Exercise instructions ->
Reproduce exactly the lines from the one containing "For every instance of the stone" through the last line of the records below, both included, and nothing else.

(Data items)
__________________________________________________

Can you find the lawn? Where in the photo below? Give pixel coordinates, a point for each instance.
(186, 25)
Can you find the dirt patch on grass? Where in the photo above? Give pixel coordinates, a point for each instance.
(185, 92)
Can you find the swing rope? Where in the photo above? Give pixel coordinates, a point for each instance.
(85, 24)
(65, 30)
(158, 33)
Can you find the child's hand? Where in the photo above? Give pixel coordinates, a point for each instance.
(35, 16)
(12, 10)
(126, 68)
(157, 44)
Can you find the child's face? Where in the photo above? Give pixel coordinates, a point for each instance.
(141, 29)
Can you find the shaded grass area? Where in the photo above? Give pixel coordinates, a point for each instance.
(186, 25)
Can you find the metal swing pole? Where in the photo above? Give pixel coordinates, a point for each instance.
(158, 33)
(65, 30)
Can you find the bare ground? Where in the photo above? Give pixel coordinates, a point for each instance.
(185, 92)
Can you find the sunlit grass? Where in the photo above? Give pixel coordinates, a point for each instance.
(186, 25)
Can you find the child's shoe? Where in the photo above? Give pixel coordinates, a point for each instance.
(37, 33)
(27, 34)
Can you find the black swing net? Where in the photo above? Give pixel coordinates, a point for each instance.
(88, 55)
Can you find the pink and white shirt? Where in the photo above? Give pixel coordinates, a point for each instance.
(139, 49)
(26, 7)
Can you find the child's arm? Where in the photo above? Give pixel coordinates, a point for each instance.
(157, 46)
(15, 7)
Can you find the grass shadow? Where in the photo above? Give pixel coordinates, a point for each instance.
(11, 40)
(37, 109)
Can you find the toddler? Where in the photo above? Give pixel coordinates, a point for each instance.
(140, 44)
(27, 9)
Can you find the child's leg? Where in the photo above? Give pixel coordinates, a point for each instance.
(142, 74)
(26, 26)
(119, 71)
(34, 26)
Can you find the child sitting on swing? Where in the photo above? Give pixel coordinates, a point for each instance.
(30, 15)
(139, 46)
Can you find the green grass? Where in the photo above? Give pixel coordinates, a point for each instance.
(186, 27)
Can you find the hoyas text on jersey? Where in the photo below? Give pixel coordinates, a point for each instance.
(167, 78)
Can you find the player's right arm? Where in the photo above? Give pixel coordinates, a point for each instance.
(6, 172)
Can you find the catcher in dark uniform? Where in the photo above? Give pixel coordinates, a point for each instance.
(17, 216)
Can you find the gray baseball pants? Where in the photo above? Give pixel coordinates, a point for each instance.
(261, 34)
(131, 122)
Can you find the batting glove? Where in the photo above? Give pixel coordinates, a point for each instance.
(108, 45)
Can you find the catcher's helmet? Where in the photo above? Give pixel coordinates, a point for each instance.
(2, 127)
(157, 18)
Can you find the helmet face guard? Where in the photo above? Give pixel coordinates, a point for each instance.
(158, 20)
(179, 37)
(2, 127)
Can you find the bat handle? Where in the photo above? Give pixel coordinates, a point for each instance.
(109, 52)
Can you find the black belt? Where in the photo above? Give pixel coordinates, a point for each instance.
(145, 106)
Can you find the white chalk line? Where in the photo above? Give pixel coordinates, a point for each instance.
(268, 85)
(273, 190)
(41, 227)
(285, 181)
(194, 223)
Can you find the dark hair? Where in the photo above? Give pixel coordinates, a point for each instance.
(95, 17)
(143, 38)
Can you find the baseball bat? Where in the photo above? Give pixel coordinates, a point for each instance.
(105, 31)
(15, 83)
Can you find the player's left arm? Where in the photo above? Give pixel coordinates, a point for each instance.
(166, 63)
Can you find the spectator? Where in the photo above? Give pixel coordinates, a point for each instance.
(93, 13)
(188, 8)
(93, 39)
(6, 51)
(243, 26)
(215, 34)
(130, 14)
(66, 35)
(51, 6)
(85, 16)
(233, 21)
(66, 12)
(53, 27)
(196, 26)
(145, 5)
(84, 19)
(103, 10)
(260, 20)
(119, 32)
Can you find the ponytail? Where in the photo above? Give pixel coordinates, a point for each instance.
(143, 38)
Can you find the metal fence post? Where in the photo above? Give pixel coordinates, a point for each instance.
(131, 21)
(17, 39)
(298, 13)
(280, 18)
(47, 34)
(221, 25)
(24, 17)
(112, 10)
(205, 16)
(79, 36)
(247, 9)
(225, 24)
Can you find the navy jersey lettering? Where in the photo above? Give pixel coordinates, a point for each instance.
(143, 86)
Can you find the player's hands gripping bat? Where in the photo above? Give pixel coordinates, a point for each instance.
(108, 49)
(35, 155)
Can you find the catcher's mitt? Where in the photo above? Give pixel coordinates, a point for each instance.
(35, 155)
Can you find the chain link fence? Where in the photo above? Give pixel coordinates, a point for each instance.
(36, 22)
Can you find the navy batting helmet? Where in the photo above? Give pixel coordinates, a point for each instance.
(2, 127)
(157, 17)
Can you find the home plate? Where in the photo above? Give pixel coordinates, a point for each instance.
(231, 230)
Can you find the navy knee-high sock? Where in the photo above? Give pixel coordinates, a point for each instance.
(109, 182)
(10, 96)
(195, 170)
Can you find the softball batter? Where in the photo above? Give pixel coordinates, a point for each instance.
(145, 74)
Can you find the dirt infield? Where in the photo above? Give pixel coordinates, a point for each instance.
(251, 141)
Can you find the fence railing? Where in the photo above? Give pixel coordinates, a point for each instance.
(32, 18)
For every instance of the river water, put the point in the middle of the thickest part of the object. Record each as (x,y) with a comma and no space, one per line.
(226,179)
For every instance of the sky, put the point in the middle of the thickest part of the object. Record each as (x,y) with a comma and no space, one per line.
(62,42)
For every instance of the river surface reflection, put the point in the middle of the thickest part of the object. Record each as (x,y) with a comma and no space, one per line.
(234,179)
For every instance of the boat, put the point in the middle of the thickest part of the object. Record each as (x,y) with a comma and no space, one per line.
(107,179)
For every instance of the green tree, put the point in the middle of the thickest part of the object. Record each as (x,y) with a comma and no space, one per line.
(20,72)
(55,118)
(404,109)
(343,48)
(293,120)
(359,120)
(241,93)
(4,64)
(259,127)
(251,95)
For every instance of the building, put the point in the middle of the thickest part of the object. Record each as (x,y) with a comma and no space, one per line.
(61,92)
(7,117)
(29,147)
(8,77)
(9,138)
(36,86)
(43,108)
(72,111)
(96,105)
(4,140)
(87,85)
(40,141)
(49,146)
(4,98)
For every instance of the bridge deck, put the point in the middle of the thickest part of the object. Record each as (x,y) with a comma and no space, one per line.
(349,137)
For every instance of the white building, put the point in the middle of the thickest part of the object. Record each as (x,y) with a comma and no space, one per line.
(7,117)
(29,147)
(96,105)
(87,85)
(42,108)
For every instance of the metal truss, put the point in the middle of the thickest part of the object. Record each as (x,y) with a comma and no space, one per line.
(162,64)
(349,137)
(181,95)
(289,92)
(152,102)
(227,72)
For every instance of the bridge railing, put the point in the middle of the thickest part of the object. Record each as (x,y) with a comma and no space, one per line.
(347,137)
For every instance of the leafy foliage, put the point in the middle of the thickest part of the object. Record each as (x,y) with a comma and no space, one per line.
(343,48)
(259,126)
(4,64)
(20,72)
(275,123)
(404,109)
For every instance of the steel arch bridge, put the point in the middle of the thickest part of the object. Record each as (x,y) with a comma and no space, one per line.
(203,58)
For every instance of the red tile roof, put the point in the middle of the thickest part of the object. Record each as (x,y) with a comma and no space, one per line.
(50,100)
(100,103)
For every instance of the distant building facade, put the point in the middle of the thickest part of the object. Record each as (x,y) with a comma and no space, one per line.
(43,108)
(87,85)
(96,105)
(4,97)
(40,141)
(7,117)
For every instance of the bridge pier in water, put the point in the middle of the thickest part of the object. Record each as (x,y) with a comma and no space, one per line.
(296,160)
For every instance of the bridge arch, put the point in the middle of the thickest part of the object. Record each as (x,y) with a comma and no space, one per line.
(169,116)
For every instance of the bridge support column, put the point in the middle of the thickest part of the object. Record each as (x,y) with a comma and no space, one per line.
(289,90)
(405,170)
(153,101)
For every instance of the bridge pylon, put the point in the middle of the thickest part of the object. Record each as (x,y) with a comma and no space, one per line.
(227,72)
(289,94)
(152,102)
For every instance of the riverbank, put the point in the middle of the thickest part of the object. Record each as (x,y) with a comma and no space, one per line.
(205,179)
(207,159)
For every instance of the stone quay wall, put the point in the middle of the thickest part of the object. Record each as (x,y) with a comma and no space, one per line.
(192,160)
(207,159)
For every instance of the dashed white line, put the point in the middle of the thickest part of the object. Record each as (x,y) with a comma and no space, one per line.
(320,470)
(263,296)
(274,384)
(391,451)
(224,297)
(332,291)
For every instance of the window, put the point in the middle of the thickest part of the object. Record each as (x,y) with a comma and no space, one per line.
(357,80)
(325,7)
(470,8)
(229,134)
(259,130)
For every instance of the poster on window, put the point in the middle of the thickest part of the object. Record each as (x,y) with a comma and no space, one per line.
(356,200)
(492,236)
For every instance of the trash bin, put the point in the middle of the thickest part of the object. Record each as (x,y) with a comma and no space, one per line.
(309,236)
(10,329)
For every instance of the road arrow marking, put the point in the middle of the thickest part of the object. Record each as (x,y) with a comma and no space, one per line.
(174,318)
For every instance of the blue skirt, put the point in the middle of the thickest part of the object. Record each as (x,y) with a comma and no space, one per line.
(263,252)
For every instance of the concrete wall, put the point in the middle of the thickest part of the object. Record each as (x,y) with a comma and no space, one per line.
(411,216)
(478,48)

__________________________________________________

Answer box ->
For every instance of the stone quay wall, put the point in the middle of the thickest part of the object. Record each as (x,y) with a comma and no space, one per line.
(192,160)
(207,159)
For every instance of the dashed white line, put the point in the middle of the thickest part of the object. Record each as (x,y) with a comma and no space, one per line.
(320,470)
(263,296)
(274,384)
(391,451)
(224,297)
(332,291)
For every instance of the window, put the point in the middle of the thickest part of the object. Record each as (x,y) with a comma and no space, one per line.
(357,80)
(325,7)
(470,8)
(229,134)
(259,130)
For every instance of the poster on window, put the point in the middle of the thickest part of the object. Record each as (x,y) with a comma and no space, one per line.
(356,200)
(492,236)
For every instance of the trash bin, put the point in the middle of the thickest part of the object. Record each as (x,y) with a comma and no space, one per line.
(309,236)
(10,329)
For every instance of the road arrow marking, put the point in the middle of the thickest part of the object. Record each as (x,y) with a comma and no space, one per line.
(174,318)
For every instance of the blue skirt, put the point in the middle of the thickest part of the object. Record each as (x,y) with a comma and no space, one per line.
(263,252)
For every instance of the concrete wall, put the point in the middle of the thickest part of the object. Record each as (x,y) with a comma and no space, one per line.
(411,216)
(478,48)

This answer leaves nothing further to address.